_DESCRIPTION OF THE TASK_: Using the records below, give again exactly the lines from the line that contains "Target: stone pillar" through the line that contains "Target: man standing", both ends included, and only those.

_INPUT DATA_:
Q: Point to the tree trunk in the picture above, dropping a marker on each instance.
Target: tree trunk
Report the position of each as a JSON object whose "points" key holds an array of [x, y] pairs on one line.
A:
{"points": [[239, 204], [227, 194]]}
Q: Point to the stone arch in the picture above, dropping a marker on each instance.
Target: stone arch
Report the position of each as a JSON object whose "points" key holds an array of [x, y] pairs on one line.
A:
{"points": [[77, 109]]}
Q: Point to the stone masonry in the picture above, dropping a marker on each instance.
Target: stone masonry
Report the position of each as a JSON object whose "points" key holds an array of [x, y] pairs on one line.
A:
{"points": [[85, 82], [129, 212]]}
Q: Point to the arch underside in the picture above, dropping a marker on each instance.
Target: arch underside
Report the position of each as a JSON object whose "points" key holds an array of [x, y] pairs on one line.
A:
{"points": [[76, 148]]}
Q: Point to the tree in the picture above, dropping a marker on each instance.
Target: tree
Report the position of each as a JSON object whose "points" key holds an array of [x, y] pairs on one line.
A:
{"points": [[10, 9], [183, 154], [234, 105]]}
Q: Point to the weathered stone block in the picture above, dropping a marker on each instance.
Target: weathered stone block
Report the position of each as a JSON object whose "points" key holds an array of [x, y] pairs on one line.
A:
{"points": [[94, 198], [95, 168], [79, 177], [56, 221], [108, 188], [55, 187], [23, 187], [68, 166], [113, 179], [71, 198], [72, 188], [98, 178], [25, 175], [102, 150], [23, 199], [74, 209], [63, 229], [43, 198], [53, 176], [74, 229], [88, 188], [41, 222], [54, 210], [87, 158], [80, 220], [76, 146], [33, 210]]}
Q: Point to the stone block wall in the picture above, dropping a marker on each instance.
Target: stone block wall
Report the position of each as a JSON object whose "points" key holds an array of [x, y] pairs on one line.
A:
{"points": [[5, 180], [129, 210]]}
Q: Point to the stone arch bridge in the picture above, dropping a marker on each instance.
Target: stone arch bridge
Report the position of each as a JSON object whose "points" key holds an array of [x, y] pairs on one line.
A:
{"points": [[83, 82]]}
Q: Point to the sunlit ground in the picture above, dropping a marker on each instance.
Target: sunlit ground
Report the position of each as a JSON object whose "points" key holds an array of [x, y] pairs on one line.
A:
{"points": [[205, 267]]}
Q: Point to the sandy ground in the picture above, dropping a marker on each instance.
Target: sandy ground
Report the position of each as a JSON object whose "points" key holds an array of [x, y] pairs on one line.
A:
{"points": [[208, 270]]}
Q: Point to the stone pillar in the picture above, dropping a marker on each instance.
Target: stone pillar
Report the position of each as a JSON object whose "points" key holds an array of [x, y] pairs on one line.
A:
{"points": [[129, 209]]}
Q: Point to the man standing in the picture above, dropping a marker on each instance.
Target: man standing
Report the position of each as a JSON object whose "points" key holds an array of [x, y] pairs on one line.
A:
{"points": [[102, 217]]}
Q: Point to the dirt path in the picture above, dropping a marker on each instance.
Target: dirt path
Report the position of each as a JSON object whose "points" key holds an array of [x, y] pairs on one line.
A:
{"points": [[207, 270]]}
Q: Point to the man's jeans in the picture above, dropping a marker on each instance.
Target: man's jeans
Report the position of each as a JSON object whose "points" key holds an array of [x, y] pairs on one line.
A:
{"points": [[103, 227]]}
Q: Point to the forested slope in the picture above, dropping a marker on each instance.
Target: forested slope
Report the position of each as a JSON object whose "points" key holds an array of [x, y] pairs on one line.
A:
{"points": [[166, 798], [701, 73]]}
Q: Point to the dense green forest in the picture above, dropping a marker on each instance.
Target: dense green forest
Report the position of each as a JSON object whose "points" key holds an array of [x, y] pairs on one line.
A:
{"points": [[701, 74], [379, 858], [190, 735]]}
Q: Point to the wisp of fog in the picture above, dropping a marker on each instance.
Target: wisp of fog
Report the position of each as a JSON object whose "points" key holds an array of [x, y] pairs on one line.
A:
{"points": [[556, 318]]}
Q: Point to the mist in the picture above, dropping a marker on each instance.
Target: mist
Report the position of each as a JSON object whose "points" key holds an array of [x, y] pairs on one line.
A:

_ANSWER FOR THE TASK_:
Target: stone pillar
Report the position of each as a JSON object whose "points" key holds an array of [x, y] pairs on one line.
A:
{"points": [[129, 209]]}
Q: Point to the man standing in the picture above, dropping a marker on each instance.
Target: man standing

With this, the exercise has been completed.